Start of The data
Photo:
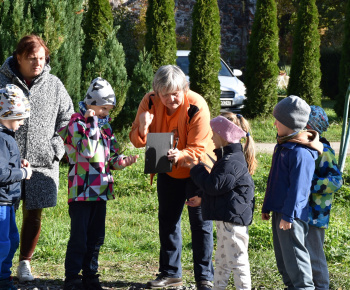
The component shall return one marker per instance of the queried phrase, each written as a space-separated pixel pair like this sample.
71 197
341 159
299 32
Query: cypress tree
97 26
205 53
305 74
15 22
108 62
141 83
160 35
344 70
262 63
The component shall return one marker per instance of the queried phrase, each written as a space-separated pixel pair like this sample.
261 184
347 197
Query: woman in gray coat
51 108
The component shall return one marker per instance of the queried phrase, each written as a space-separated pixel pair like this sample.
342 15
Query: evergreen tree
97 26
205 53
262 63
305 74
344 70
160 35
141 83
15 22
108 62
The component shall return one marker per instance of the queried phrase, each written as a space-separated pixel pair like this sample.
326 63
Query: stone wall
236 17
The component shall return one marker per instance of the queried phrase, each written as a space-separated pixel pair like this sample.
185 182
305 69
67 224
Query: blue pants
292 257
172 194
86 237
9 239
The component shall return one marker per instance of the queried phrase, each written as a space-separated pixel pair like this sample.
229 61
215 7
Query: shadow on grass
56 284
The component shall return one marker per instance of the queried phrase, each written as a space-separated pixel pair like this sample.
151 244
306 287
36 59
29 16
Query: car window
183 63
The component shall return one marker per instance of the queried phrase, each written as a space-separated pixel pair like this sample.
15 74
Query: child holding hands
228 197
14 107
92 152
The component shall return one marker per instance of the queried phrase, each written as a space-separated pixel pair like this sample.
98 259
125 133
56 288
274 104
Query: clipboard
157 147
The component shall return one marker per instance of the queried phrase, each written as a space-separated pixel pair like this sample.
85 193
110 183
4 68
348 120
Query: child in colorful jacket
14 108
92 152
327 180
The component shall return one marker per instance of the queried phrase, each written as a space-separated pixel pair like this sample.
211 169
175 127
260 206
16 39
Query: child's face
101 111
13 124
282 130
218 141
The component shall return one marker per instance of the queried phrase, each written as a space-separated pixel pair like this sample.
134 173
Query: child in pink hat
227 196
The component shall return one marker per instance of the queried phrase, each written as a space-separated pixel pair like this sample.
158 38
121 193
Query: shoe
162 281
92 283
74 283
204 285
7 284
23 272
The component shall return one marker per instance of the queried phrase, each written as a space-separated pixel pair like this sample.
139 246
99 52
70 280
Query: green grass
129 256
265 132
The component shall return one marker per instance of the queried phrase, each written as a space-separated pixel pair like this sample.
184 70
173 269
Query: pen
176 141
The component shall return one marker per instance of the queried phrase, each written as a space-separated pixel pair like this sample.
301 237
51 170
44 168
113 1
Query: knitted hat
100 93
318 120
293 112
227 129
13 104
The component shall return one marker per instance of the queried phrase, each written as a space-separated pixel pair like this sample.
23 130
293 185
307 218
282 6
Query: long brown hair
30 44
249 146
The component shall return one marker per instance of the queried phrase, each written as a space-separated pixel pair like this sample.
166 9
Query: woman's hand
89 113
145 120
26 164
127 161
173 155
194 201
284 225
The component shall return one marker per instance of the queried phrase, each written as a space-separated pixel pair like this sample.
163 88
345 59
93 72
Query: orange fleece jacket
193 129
End of The data
Task item.
Keeping every word as it is, write out all the data and omit the pictures.

The completed task.
Photo:
The component shall return one marker per instance of the queried phrase, each written as a space-separated pixel pair like this sample.
71 197
341 159
299 32
Query: cypress tree
97 26
205 53
305 74
15 22
108 62
141 83
160 35
344 70
262 63
The component shall return one marker per instance of the queried phrase, each written as a space-separated pixel pair like this sample.
261 184
347 197
Query: woman in gray coat
51 108
The component shall return one marker per instance of the queried phrase, each written as a space-separated pixel pair like this sample.
342 15
Query: evergreen tree
97 26
205 53
262 63
305 74
344 70
160 35
141 83
15 22
108 62
The component shall return one marker per instance of the queried phrase, each written as a space-separated pixel pair like this sample.
326 63
Query: stone wall
236 17
The component shall return one marker per instance of the queried phrase, each written as a space-separated pixel pair like this sample.
185 182
305 69
67 224
Query: blue pants
292 257
172 194
86 237
9 239
The component shall return one marker per instance of the queried phrase, each written as a space-separated pixel pair like this sample.
229 61
215 7
Query: shadow on grass
56 284
The component shall return one marker per instance of the queried phrase, each written as a space-separated pixel pair like this sample.
151 244
306 287
36 59
29 16
Query: car window
183 63
The component shall return one marker per instance of the queried phrase, each written as a space-separated pixel pair like this sample.
15 74
Query: child holding hands
228 197
14 107
92 152
The component shall return one marker per instance of the queried phrase, each written as a space-separated pixel pair like this sample.
98 259
125 133
56 288
274 104
Query: clipboard
157 147
The component shall return one marker per instance of the queried phrase, each written as a space-separated pixel pair like this sample.
85 193
110 183
4 68
348 120
Query: child in colorful jacket
14 108
92 152
327 180
The component shall return one marker per instance of the queried phrase, each written as a space-separated pixel pair like this sample.
211 169
175 127
260 206
16 39
Query: child's face
101 111
13 124
282 130
218 141
The component shall return one marker per instance of the queried phrase, each written as a space-separated pixel pair like this sample.
134 173
Query: child in pink hat
227 196
The component shall return one marker per instance of the queried phrase, each written as a space-separated pixel pair like this sample.
158 38
121 193
Query: shoe
162 281
92 283
74 283
204 285
7 284
23 272
The component shall return one marker per instance of the queried phrase, each written as a space-separated pixel pair like this sample.
139 246
99 52
70 280
Query: green grass
129 256
265 132
The component shall return one marker per instance of the queried phrase, each written as a space-separated pixel pair like this sample.
184 70
173 269
Query: pen
176 141
The component shall return one marker per instance of the queried phrase, each written as a space-separated pixel pair like this sample.
301 237
51 170
44 168
113 1
Query: knitted hat
100 93
318 120
293 112
227 129
13 104
The component shall return one marker per instance of the queried phrase, each written as a space-separated pixel pair like this sample.
23 130
293 185
307 218
282 6
Query: long brown hair
30 44
249 146
The component shall return one marker per instance of the queried phrase, each written as a space-separated pixel pair like this sample.
166 9
Query: woman's hand
89 113
145 120
26 164
127 161
173 155
194 201
284 225
The component shall return one marker per instance of the queried phrase, each written as a space-separated pixel pair like this sample.
163 88
345 59
93 72
Query: orange fleece jacket
193 129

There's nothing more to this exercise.